» **PROBLEM STATEMENT**
Copy out the items below word for word, from the line containing "Is there any glass-front" through the line containing "337, 334, 640, 480", keeping both of those lines.

--- Begin ---

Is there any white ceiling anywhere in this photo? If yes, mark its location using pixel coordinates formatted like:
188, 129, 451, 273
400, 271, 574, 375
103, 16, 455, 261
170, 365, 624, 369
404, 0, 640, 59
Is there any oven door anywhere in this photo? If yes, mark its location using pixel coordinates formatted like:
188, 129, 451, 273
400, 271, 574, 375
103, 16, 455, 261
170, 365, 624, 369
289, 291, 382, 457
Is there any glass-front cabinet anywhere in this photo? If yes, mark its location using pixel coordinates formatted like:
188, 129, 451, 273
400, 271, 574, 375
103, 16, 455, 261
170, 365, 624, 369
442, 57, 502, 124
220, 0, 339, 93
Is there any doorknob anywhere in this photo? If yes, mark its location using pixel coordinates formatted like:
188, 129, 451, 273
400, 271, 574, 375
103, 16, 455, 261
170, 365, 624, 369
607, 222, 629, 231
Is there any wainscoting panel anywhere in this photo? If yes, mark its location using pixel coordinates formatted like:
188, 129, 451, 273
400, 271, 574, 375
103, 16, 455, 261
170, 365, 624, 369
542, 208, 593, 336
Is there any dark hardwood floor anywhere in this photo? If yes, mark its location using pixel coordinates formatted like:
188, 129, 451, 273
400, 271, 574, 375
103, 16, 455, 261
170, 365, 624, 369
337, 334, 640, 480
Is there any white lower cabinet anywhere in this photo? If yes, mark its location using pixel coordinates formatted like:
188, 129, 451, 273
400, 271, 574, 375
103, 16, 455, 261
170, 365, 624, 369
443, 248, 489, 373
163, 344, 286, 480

--- End ---
--- Begin ---

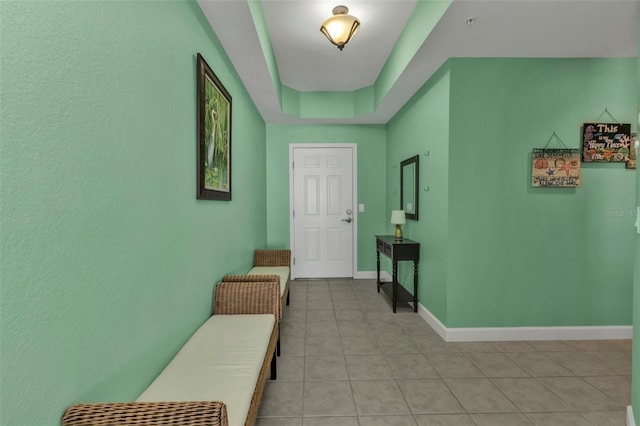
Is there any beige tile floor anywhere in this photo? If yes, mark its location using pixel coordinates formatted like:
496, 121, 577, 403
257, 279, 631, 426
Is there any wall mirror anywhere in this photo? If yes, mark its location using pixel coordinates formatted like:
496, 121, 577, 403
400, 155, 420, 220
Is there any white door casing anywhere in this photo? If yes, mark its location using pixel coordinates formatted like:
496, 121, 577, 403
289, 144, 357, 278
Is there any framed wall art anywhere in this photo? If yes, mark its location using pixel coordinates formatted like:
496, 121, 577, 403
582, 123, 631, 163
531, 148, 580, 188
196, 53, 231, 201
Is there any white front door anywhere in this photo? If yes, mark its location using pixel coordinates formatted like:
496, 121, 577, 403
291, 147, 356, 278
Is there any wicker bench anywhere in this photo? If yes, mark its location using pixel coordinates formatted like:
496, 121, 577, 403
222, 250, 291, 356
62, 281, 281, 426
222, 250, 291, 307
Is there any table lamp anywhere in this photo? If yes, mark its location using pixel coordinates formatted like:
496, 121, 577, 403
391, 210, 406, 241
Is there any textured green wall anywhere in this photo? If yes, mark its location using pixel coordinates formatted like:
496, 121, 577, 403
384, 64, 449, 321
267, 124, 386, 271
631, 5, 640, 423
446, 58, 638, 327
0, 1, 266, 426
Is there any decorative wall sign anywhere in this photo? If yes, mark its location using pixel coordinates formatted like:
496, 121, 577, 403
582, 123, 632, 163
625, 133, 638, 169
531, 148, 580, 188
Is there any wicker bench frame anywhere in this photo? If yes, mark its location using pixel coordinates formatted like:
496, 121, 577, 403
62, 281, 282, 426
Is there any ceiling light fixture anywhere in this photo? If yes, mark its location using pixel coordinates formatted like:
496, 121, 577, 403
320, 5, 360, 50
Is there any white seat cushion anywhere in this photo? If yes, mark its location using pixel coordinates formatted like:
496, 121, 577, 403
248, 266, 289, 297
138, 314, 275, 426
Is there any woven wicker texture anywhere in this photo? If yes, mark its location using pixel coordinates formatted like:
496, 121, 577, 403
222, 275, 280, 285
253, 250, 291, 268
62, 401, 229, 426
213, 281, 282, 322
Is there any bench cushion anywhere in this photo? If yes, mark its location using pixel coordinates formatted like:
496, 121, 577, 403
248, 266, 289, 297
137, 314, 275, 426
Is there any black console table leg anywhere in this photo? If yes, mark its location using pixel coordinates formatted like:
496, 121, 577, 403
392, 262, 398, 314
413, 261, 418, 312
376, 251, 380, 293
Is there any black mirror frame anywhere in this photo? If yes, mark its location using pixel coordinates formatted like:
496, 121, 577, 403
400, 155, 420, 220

--- End ---
--- Begin ---

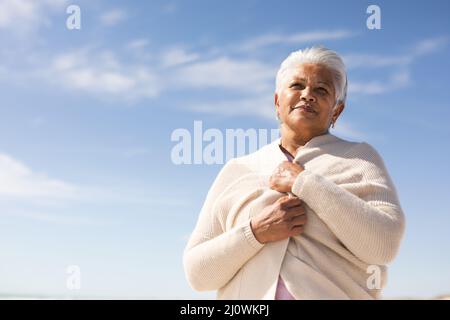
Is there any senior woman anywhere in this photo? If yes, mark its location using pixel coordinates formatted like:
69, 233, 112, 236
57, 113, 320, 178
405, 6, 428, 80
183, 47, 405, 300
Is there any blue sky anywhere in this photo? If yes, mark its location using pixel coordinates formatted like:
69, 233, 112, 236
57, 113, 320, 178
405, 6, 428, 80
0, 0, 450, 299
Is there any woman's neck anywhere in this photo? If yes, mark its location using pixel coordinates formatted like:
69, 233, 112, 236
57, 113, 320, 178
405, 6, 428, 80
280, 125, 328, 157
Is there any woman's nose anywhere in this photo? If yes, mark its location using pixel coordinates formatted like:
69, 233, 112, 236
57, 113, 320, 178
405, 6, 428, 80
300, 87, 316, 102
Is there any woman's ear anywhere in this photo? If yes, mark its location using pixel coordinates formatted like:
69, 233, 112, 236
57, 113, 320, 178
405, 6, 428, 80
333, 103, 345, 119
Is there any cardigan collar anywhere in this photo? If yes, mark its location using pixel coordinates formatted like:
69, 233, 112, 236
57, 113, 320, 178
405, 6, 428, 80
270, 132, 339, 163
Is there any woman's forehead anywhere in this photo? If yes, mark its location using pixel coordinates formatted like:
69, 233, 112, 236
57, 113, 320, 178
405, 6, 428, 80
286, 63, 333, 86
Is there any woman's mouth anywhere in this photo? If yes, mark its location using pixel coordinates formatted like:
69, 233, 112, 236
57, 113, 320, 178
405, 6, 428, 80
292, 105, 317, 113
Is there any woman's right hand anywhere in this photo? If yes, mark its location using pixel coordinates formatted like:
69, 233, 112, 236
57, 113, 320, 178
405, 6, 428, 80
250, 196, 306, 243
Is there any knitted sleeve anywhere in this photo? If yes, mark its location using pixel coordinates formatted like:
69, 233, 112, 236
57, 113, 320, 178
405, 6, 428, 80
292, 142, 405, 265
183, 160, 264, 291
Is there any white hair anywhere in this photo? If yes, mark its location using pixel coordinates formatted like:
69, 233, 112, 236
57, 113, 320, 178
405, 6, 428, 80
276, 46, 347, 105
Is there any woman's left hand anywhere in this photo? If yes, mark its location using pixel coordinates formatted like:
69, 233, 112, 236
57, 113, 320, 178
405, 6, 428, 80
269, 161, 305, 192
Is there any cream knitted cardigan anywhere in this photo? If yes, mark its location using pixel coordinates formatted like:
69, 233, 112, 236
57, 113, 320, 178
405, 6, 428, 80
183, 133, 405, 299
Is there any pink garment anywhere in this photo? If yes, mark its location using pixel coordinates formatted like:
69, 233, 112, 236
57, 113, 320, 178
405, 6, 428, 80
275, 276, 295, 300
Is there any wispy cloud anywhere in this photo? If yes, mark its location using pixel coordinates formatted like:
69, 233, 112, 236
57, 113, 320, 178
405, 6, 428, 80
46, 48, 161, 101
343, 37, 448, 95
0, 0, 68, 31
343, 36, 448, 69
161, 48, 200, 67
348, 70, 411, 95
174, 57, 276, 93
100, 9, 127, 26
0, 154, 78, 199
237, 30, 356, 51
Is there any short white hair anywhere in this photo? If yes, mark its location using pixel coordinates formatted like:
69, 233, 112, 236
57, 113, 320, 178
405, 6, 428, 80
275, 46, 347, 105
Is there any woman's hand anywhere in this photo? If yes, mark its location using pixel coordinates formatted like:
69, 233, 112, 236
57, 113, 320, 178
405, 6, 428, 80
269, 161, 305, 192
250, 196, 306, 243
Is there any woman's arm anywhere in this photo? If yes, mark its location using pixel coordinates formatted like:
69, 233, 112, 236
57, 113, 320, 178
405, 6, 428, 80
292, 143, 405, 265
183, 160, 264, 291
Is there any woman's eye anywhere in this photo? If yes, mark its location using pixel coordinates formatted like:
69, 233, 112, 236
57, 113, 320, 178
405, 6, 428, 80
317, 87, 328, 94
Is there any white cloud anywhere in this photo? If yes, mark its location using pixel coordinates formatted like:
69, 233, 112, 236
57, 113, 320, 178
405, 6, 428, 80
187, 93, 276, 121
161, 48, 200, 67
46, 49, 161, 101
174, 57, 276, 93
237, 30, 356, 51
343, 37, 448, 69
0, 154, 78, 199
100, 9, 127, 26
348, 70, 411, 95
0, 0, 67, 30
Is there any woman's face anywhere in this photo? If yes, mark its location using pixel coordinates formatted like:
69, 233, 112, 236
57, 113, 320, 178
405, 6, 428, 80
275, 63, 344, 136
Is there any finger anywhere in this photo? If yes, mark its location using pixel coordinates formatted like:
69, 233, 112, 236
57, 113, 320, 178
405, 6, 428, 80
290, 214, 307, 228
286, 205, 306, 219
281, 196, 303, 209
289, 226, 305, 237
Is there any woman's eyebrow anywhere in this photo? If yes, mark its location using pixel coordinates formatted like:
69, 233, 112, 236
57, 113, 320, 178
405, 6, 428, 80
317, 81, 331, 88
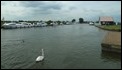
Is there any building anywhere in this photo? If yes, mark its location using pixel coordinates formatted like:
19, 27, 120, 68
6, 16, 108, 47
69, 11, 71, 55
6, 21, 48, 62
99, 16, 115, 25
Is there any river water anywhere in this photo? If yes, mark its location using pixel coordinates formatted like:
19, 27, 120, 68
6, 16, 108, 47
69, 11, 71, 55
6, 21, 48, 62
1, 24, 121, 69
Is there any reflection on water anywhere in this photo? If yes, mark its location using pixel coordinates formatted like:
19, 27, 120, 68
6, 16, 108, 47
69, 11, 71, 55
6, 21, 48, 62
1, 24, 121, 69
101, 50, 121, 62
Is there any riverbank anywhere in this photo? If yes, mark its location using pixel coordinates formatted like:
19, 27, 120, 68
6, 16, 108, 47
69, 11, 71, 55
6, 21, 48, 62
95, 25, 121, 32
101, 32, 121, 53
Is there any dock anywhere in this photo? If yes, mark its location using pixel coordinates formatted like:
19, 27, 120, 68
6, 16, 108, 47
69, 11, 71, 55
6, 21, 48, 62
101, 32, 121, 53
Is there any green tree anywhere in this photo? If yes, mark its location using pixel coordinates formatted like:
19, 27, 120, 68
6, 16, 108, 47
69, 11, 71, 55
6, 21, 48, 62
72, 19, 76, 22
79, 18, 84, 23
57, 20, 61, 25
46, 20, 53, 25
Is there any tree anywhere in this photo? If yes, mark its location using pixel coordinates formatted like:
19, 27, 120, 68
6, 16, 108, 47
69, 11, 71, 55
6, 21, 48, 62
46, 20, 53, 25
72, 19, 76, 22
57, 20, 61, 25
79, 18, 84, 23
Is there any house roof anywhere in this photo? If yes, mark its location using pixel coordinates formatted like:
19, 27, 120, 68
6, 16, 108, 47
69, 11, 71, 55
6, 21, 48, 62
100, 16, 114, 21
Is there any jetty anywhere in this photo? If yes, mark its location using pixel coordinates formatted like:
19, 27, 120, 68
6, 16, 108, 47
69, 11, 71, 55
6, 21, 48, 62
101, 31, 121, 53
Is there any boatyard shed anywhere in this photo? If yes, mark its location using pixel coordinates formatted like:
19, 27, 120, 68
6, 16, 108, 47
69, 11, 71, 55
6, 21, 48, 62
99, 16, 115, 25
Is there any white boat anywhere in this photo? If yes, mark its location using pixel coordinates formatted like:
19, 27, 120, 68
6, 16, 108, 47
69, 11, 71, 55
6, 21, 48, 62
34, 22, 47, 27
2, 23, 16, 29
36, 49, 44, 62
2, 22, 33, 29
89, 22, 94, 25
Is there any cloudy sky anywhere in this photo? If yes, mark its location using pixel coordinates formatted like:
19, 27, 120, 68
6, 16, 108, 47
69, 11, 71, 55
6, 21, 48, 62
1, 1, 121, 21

--- End ---

» **COMPLETED TASK**
Is there any glass-front cabinet anywhere in this photo? If yes, mark its location using pixel coordinates formatted like:
188, 129, 451, 273
400, 271, 574, 375
103, 16, 455, 261
170, 365, 624, 369
442, 57, 502, 124
220, 0, 339, 93
Is there any doorknob anywhere in this photo? If yes, mark its location using pixel coordinates formatted like:
188, 129, 451, 273
400, 271, 574, 375
103, 16, 455, 261
170, 365, 624, 369
607, 222, 629, 231
Is there any wainscoting panel anywhere in this photo? If yes, mark its location using pixel coordinates formatted like:
188, 129, 451, 273
400, 271, 574, 375
103, 16, 455, 261
170, 365, 624, 369
542, 208, 593, 336
Is there any dark hardwood floor anywhere in this photo? If yes, mark its location using pixel coordinates formatted like:
188, 129, 451, 273
400, 271, 574, 375
103, 16, 455, 261
170, 365, 624, 369
337, 334, 640, 480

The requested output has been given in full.